++++ EXTRACTED ENTRIES ++++

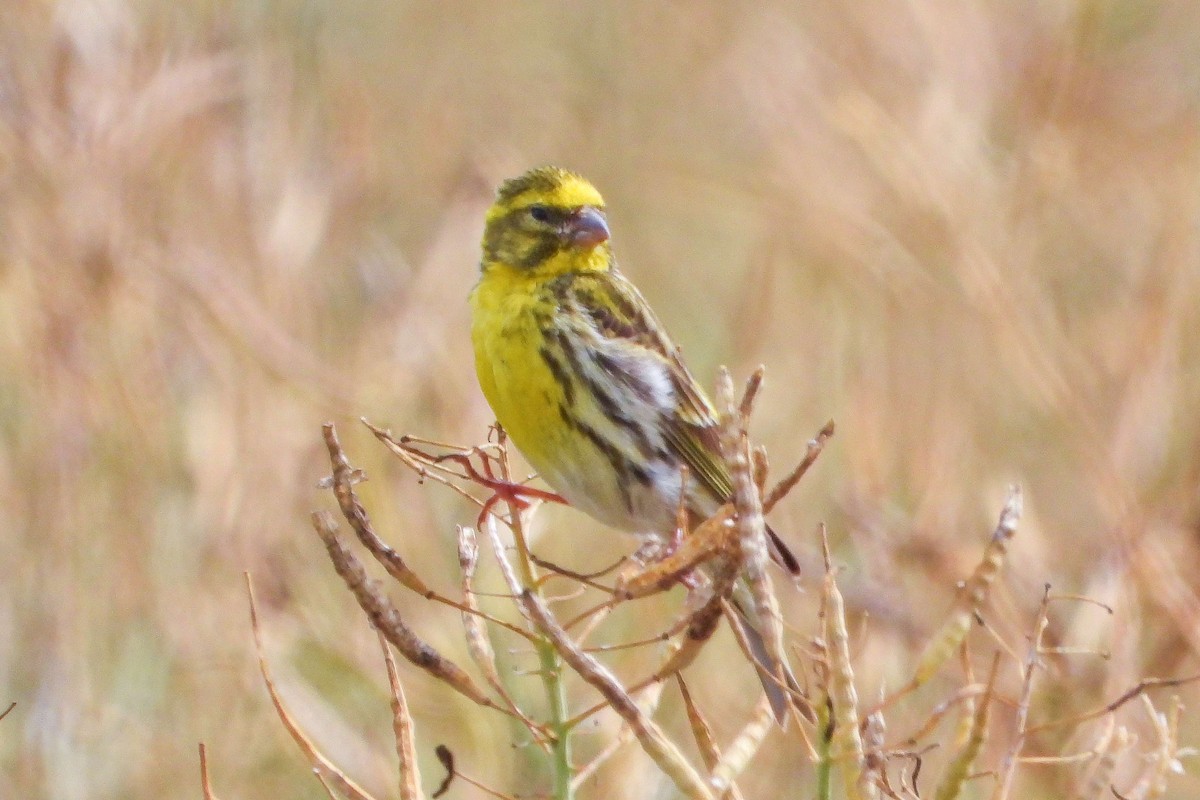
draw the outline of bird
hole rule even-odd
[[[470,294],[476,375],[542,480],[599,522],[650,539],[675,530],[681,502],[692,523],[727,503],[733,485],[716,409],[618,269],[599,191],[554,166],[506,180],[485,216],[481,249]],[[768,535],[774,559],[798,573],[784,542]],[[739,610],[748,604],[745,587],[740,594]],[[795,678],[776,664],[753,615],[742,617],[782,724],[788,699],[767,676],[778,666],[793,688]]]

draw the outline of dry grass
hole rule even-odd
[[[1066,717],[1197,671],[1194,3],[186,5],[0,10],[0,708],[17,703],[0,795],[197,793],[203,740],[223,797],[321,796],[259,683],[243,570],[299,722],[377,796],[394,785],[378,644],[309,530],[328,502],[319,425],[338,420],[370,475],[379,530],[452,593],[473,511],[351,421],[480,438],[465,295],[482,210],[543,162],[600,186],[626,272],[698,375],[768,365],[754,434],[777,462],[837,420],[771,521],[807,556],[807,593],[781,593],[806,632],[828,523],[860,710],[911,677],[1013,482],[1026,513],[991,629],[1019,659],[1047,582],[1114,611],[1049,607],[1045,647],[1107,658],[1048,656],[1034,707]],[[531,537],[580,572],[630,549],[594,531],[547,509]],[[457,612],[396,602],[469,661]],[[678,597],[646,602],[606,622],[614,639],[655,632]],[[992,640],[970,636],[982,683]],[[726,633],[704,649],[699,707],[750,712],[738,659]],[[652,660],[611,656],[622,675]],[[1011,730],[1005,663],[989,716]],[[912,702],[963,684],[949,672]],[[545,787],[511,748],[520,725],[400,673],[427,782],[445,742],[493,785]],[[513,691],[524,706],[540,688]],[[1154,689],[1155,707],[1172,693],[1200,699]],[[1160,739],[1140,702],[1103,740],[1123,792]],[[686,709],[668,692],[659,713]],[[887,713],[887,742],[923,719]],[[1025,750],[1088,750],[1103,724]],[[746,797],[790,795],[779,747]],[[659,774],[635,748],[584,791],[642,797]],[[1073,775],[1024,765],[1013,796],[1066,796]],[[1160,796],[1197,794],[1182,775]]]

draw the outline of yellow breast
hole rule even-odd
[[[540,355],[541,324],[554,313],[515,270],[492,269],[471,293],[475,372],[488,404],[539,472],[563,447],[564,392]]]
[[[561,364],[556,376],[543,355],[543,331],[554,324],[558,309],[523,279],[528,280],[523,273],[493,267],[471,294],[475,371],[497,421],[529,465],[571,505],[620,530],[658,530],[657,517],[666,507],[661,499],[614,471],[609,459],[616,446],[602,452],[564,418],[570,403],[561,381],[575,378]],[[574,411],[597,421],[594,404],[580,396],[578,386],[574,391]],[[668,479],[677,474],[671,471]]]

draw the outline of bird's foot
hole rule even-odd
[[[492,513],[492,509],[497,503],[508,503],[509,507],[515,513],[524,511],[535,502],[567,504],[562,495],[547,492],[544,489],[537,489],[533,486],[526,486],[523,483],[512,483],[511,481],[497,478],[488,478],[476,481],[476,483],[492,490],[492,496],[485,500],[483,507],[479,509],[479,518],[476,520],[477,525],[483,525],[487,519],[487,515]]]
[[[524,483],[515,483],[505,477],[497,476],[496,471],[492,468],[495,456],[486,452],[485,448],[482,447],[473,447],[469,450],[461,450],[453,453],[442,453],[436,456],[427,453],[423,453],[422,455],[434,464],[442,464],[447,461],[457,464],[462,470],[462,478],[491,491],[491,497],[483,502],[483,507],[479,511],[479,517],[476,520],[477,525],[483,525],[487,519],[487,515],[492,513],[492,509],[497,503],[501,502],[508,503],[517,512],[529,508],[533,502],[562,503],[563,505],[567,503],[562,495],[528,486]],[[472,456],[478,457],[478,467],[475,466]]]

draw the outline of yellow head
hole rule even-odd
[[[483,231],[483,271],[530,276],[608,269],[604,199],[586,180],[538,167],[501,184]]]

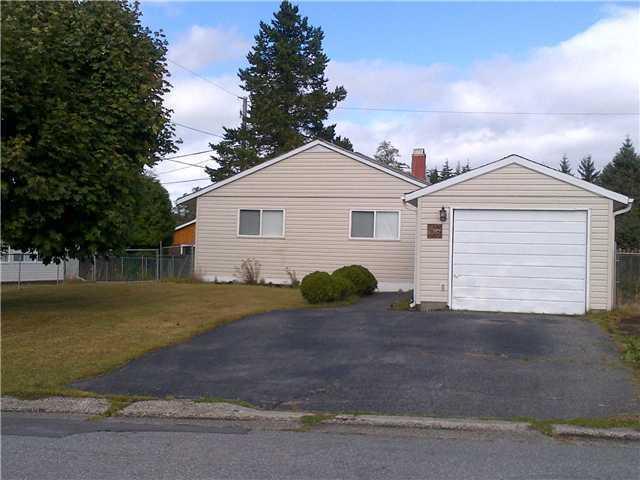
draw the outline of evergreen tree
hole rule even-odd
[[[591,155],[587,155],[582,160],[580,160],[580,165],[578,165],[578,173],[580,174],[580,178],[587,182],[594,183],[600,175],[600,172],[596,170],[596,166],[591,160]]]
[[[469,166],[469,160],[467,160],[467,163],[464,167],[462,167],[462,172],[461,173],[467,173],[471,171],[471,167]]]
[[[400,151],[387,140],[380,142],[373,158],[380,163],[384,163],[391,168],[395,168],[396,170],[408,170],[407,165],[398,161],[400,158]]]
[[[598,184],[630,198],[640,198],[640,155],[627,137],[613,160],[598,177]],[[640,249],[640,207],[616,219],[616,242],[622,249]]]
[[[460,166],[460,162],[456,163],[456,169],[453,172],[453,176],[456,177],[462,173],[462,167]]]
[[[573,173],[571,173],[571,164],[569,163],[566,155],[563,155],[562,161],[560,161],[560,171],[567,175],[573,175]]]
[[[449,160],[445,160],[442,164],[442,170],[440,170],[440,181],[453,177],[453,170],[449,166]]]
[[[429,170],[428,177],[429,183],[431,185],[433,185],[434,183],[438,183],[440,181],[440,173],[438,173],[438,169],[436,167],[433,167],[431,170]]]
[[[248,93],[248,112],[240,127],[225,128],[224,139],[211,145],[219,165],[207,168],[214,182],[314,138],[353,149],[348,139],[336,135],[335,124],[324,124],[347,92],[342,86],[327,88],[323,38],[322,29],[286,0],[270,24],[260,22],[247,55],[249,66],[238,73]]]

++++

PROMPT: Write out exactly the opening lines of the data, stopping after the line that holds "draw the outline of dry grass". Exclude pictures.

ANSWER AREA:
draw the outline of bird
hole rule even-odd
[[[470,294],[476,375],[542,480],[599,522],[650,539],[675,530],[681,502],[692,523],[727,503],[733,485],[716,409],[618,269],[599,191],[554,166],[506,180],[485,216],[481,249]],[[768,535],[774,559],[798,573],[784,542]],[[739,610],[748,604],[745,587],[740,594]],[[795,678],[776,664],[753,615],[742,617],[782,724],[788,699],[767,676],[778,666],[793,688]]]

draw the outline of dry grass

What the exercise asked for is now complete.